[Collected data]:
◇ ◇ ◇ ◇ ◇ ◇ ◇

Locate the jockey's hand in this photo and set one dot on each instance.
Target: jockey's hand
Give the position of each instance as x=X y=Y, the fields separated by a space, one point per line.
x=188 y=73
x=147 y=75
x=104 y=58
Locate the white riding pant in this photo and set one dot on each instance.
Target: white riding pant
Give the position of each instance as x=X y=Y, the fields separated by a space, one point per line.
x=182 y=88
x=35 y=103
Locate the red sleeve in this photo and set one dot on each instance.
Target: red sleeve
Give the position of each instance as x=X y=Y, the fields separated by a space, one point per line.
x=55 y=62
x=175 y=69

◇ ◇ ◇ ◇ ◇ ◇ ◇

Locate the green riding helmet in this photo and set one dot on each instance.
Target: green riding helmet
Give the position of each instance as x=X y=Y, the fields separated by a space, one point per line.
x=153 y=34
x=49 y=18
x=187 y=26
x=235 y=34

◇ ◇ ◇ ◇ ◇ ◇ ◇

[Exercise directions]:
Please report every line in the listing above that contains the word "jockey".

[Output for this task]:
Locate the jockey's hand in this photo and set one dot on each instance.
Target: jockey's hand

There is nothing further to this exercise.